### [Work instructions]
a. Repeat the RFID passage word for word, from "The invention further" up to and including "transponder air interface.".
b. Answer these questions using the RFID passage:
(i) What operating frequency does it give as an example for a conventional high frequency RFID system?
(ii) By what means are data transmitted from the RFID transponders to the RFID reader?
(iii) What does increasing the quality factor result in?
c. Carry the RFID passage forward, beginning right after its final sentence.

The invention further relates to a process for equalizing distortions of wirelessly transmitted data signals in an RFID system comprising an RFID device with a device air interface for receiving wireless data signals and at least one RFID transponder with a transponder air interface.
BACKGROUND OF THE INVENTION
In a conventional high frequency RFID system comprising at least one RFID reader and multiple RFID transponders (e.g. operating at 13,56 MHz, data transmission from the RFID transponders to the RFID reader via load modulation), a preferably high quality factor of the transponders of the RFID system is aimed to receive electric energy with a high energy level, which electric energy is transmitted from the reader to the transponders. However, disadvantageously, a very high quality factor of the transponders has a negative influence on the whole RFID system insofar, as it makes it difficult to achieve a very high data rate between the transponders and the reader. The reason for this behavior of the RFID system is, that increasing the quality factor, or in other words reducing the frequency band width in respect of a given center frequency results in longer swing-out transients of various oscillating circuits employed in the RFID system. This behavior is shown in the charts of Figures IA to ID depicting the impulse response E of data signals over time t at an air interface between the reader and the transponders. Fig. IA shows a low data rate at a high quality factor. It will be appreciated that the envelope Env of the data signal is rather broad, indicating a long swing-out transient. Fig. IB shows a low data rate at a low quality factor resulting in a considerably shortened envelope Env of the data signal providing enough head room between the consecutive data signals for increasing the data rate as is shown in Fig. 1C.

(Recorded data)
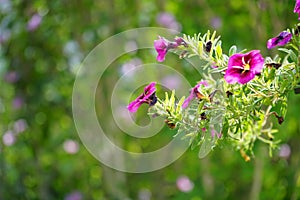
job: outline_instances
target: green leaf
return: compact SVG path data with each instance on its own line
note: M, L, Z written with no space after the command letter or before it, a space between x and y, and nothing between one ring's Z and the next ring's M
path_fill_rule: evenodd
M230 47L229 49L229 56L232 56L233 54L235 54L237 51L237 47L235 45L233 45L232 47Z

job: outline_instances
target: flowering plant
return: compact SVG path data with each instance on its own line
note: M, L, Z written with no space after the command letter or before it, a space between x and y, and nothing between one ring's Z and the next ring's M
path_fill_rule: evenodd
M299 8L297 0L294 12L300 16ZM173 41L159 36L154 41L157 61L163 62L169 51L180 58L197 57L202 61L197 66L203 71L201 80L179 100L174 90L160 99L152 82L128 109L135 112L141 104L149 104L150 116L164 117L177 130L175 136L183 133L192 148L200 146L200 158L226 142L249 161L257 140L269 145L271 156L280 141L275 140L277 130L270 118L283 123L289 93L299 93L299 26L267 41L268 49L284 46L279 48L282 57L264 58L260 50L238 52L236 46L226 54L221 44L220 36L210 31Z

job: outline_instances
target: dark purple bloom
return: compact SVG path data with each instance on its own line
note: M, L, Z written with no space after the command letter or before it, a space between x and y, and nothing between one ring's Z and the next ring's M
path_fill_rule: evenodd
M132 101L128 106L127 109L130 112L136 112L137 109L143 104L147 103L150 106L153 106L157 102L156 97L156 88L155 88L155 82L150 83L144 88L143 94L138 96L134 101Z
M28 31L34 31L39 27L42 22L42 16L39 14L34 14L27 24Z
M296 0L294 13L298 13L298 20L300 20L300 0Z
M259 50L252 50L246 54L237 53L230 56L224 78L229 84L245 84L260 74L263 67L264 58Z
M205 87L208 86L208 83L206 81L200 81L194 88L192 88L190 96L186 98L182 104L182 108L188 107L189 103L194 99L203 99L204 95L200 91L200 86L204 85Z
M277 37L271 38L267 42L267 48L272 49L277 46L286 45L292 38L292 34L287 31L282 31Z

...

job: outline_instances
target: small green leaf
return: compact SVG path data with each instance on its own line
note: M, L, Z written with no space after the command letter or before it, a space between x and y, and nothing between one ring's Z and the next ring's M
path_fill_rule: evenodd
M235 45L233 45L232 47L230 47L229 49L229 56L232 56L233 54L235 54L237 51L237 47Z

### [Task answers]
a.
The invention further relates to a process for equalizing distortions of wirelessly transmitted data signals in an RFID system comprising an RFID device with a device air interface for receiving wireless data signals and at least one RFID transponder with a transponder air interface.

b.
(i) 13,56 MHz.
(ii) Via load modulation.
(iii) Longer swing-out transients of various oscillating circuits employed in the RFID system.

c.
However, trying to increase the data rate at the high quality factor of Fig. IA inevitably results in intersymbol interferences Col as depicted in the chart of Fig. ID. As a consequence, in known RFID systems a compromise between an extent of the quality factor and an intended data rate between the transponder and the reader has to be made. Further, national and international standards limit both the theoretically available frequency bandwidths and the energy levels of signals being transmitted in the RFID systems, thereby barring a possible solution of this dilemma between quality factors and data rates in RFID systems.
OBJECT AND SUMMARY OF THE INVENTION
It is an object of the invention to provide an RFID device of the type defined in the opening paragraph, an RFID system of the type defined in the second paragraph and a process for equalizing distortions of wirelessly transmitted data signals in an RFID system of the type defined in the third paragraph, in which the disadvantages defined above are avoided.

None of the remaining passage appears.